[Dataset entries]
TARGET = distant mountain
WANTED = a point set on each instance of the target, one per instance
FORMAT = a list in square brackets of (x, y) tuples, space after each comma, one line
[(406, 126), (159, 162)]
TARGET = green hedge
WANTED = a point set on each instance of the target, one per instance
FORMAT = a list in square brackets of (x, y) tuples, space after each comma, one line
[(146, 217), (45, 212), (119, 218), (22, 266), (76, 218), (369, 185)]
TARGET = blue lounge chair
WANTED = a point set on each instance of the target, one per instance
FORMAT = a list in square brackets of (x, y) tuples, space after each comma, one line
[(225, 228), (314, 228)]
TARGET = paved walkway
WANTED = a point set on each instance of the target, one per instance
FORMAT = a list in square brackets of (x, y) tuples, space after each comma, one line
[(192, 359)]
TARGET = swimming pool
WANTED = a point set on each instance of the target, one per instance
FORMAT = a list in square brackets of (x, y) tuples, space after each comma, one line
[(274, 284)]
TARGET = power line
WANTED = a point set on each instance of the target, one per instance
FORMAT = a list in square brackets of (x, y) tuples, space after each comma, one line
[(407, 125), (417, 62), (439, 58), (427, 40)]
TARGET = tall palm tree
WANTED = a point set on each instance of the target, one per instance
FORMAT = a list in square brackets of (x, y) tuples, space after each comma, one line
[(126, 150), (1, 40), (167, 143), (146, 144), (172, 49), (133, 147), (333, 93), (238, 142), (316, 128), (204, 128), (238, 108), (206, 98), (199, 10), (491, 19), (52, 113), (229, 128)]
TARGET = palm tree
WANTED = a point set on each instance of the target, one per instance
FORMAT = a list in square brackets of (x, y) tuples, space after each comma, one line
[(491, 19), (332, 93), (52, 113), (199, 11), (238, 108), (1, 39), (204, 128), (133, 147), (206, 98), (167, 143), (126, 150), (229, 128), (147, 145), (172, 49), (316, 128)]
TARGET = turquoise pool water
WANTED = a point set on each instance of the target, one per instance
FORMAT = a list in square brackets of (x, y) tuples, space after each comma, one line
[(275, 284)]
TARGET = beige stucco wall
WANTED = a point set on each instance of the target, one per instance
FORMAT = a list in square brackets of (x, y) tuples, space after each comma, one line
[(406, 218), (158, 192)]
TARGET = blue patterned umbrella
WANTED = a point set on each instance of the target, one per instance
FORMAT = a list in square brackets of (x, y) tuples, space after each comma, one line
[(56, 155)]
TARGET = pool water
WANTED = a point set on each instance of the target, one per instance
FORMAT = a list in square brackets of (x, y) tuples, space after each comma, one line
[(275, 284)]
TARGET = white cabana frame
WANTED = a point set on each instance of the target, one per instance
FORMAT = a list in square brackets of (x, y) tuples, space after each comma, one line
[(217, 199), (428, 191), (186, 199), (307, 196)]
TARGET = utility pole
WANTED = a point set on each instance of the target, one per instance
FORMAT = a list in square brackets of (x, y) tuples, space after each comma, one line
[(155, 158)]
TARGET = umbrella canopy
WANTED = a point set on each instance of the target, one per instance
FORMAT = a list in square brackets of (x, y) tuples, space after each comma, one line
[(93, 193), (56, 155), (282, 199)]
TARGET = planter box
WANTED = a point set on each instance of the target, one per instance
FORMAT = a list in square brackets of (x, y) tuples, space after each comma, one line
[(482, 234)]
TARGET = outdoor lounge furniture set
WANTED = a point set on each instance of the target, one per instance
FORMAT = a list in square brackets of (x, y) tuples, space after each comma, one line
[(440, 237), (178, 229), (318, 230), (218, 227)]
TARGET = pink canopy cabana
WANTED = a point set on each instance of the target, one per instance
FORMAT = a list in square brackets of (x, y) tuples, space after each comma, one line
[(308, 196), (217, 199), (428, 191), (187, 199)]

## TASK DESCRIPTION
Edit the lines from the one with "TARGET = planter box" up to and including the one with "[(482, 234)]", putting "occurrence" wherever "instance" appears and keeping everything else the same. Give only those lines.

## RESULT
TARGET = planter box
WANTED = a point set on each occurrence of the target, one per occurrence
FORMAT = a list in square brackets of (x, y) tuples, space after each comma, one line
[(482, 234)]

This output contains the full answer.